▶ [Work instruction] The records below are to be duplicated exactly as they appear.

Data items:
□ □ □ □ □ □ □
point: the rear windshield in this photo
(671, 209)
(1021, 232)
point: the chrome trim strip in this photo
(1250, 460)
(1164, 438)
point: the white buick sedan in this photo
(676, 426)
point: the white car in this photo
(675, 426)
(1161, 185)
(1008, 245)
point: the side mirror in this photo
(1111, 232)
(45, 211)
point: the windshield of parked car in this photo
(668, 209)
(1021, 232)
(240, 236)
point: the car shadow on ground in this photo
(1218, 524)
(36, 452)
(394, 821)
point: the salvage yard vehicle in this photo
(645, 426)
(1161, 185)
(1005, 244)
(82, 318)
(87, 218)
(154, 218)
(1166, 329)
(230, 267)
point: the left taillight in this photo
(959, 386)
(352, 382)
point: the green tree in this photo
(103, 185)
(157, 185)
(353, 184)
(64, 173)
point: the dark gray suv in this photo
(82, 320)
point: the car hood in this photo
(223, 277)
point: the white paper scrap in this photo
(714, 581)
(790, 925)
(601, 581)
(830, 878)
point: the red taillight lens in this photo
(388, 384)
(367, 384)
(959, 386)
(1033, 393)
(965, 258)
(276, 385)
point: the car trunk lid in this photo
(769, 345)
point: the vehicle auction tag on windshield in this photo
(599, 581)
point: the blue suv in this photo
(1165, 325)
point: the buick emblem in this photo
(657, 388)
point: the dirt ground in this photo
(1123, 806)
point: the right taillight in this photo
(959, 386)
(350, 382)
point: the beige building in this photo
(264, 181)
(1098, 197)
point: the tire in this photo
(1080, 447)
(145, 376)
□ □ □ □ □ □ □
▶ [Answer section]
point: the rear windshield in this photo
(671, 209)
(1021, 232)
point: the chrome trim strip in this photo
(1250, 460)
(1164, 438)
point: the white buick sedan in this photo
(676, 426)
point: the white car in this photo
(675, 426)
(1161, 185)
(1008, 245)
point: the side mirror in this photo
(1111, 232)
(45, 211)
point: the windshield of parked car in this photo
(668, 209)
(1021, 232)
(240, 236)
point: the car shadow on ground in this photo
(1218, 524)
(36, 452)
(394, 821)
point: the salvage yard vehicle in this photo
(645, 426)
(1161, 185)
(1005, 244)
(82, 318)
(87, 218)
(154, 218)
(1166, 329)
(230, 267)
point: the left taillight in this photo
(959, 386)
(352, 382)
point: the green tree in this photo
(103, 185)
(157, 185)
(353, 184)
(64, 173)
point: the dark gray suv in this photo
(82, 320)
point: the car hood in this photo
(223, 277)
point: the white paper scrap in this photo
(714, 581)
(790, 925)
(601, 581)
(830, 878)
point: the red taillight lens in this photo
(388, 384)
(367, 384)
(959, 386)
(1033, 393)
(965, 258)
(276, 385)
point: the car trunk lid in this photo
(769, 345)
point: the vehicle auction tag on windshield in this photo
(599, 581)
point: the blue suv in this photo
(1165, 325)
point: the buick emblem in this photo
(657, 388)
point: the dirt ground in this photo
(1123, 806)
point: the right taillight in this photo
(959, 386)
(350, 382)
point: the beige building in this photo
(264, 181)
(1098, 197)
point: the tire in this photo
(1080, 447)
(145, 376)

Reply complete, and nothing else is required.